Short problem >> Reproduce the listing below, changing each occurrence of "pointing out" to "marking" and leaving everything else untouched.

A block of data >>
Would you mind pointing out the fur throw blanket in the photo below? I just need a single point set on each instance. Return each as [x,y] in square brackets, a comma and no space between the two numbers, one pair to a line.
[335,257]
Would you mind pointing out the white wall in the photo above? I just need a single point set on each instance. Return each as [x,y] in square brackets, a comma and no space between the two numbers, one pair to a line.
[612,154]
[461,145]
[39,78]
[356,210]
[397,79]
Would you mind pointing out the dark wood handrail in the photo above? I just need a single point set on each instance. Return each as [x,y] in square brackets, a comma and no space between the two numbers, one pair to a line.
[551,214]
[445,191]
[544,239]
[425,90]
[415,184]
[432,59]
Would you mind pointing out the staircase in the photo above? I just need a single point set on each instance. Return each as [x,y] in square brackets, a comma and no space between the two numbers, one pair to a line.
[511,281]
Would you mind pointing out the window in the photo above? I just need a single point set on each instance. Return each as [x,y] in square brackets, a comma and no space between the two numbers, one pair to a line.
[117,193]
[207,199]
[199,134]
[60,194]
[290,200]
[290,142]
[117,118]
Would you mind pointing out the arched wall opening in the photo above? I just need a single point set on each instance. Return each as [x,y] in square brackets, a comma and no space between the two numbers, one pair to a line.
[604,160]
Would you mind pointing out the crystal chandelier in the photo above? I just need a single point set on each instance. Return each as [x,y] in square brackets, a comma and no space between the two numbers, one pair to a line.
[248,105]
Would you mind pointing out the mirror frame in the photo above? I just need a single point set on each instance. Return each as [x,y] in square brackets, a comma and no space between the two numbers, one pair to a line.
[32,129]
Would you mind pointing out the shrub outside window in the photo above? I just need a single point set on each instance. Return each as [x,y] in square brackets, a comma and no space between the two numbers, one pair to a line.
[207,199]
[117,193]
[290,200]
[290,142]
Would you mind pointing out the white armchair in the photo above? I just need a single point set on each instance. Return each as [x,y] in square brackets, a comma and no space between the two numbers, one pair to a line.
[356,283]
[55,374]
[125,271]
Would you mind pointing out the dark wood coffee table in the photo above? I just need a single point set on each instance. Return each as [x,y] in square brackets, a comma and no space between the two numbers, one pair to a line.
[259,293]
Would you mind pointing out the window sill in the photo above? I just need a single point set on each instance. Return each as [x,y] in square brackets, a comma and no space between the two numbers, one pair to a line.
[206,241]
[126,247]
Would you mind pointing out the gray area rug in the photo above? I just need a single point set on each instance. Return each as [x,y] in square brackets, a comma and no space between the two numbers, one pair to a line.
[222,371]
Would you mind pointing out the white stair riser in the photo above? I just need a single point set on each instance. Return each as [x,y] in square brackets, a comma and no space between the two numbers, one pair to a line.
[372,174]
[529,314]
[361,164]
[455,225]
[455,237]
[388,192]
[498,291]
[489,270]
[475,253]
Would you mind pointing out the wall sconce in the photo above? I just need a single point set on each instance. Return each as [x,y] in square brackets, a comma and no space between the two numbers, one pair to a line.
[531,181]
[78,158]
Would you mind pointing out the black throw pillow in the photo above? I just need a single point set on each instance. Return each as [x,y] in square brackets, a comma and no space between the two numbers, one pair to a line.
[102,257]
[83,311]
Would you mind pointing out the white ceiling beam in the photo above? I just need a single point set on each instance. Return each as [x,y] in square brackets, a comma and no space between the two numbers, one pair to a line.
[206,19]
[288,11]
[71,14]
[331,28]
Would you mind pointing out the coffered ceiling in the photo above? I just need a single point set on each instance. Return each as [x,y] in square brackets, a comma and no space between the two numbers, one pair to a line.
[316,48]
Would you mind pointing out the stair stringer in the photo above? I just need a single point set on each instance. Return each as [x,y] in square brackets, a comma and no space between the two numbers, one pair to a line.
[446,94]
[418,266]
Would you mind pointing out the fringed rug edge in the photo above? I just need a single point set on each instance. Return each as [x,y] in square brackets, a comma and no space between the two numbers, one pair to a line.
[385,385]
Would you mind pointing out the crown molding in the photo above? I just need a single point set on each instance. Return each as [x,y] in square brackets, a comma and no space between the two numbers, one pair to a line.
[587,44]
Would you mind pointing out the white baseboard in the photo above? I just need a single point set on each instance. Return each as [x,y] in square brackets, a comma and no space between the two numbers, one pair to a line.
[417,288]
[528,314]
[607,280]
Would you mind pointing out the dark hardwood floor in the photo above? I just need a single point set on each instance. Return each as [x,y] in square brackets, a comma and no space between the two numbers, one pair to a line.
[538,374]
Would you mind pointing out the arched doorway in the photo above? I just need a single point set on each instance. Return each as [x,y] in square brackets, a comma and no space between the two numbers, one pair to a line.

Completed exercise >>
Would you mind marking the fur throw blanket in the photo below? I just need a single point set on each instance. Return each as [x,y] in square brackets, a comma and no space between the two numbers, one pair to a line.
[335,257]
Would you mind marking the white wall in the photo above? I just need a single point set on each instance. Return each as [x,y] in square brackets, a comma and no space between the two numbers, one pair to a line.
[612,154]
[461,145]
[39,78]
[356,210]
[397,79]
Would you mind marking the dark wood handrail in the photo above? I just need a single point set on each instance. Return each as [x,y] in square brackets, a comma and no space between the two numbers, one pair to a line.
[551,214]
[445,191]
[544,239]
[425,90]
[415,184]
[432,59]
Would you mind marking the staircase in the photo above? I just need a single point set on each instance. Return each as [x,y] in square brackets, a comma and no space between the two numbers, one pair to a line.
[511,281]
Would you mind marking the window in the photo above? I just need a single point set on each instance. Return each as [x,y] in square brackets, a comma and no space between the two numbers, one pair to a line.
[117,193]
[207,199]
[199,134]
[60,194]
[290,200]
[290,142]
[117,118]
Would you mind marking the arched wall opening in the photo above? I just need a single point set on each instance. Return each as [x,y] in square brackets, a comma and no space between the two numbers, one pair to a line.
[604,160]
Would you mind marking the crystal chandelier in the photo above? I just need a single point set on each instance. Return each as [x,y] in square brackets, a comma and no space between the two numbers, one pair to a line.
[248,105]
Would you mind marking the mirror frame in the photo above? I just need a single point set on each instance. Return each as [x,y] in square brackets, a comma and no space between the two numbers, one pair to a line.
[32,129]
Would you mind marking the shrub outside window in the photo above? I just need a single point set on each instance. Return each as [x,y] in square brackets, a comma and no space between the two numbers, one pair to a line.
[207,199]
[117,193]
[290,200]
[290,142]
Would you mind marking the white armchair in the photo above? I just need a single point set on each instance. Return each as [x,y] in square brackets, a comma and no space between the two numbers, one pair to a line.
[356,283]
[55,374]
[125,271]
Would you mind marking the dark wood coffee table in the photo above? I just need a single point set on each instance. Return each as [x,y] in square brackets, a comma and no space between the two numbers, one pair to a line.
[259,293]
Would you mind marking the window sill in the photo above? I just need a single point set on each instance. Return each as [x,y] in square brackets, a comma and no space between the two numbers, one pair to a line.
[206,241]
[126,247]
Would you mind marking the gray area rug in the photo above? I just need a single point set on each instance. Return each as [x,y] in square brackets, a comma and no space between the two numbers, one pair to a line.
[222,371]
Would you mind marking the white stair riser in the photo above? I just need a single point set on each instance. Return each as [x,y] in square brackets, a comma and no space between the two numbers, one pair to a line.
[372,174]
[529,314]
[361,164]
[455,225]
[455,237]
[388,192]
[498,291]
[489,270]
[475,253]
Would you mind marking the wall sconce in the photo above? I just need a single point set on each instance. Return each as [x,y] in square brackets, a comma and no space between the two numbers, one pair to a line.
[531,181]
[78,158]
Would you mind marking the black throw pillow in the photo above? I just need a single point set on each instance. Return each as [x,y] in square brackets, a comma and no space between the two numbers, one pair to a line.
[102,257]
[83,311]
Would you mind marking the white ceiling beam in the photo above? I just need a single point set on each instance. Return each as [x,y] in square brackets, a comma and no space between the two numbers, one pair to a line.
[206,19]
[288,11]
[71,14]
[331,28]
Would you mind marking the coffered ceiling in the photo above? I just need a single point set on each instance. Return each as [x,y] in square brackets, a comma and no space between the two numbers, one pair to a line.
[316,48]
Would you mind marking the stair stringer in the photo above? I just need a single point set on each instance. Return each as [x,y] in square brackets, a comma and no space between the two numbers, one pair to a line.
[446,94]
[418,266]
Would you mind marking the fringed rug edge in the photo above? I just need a single point set on each instance. Return each as [x,y] in square brackets, a comma and no space between the two numbers, one pair to a line.
[385,385]
Would you mind marking the crown molding in the photo above? I just need a single point set on each instance. Return each as [x,y] in square brackets, a comma and no space between the two numbers, one pair to a line.
[587,44]
Would you mind marking the white baseboard in the photo above? I just need a single point set on each instance. Return each as [x,y] in square brackets, a comma and no space between the two numbers, one pair to a line.
[417,288]
[528,314]
[607,280]
Would you mind marking the dark hardwood floor in the photo above? I just need a single point set on each instance. Return each as [x,y] in square brackets, a comma and no space between the two numbers, one pair to a line.
[538,374]
Would you mind marking the arched doorway in the photo above? I just need a single point set on each instance. Return each as [x,y] in square brackets, a comma and no space between the two numbers, one pair to a line.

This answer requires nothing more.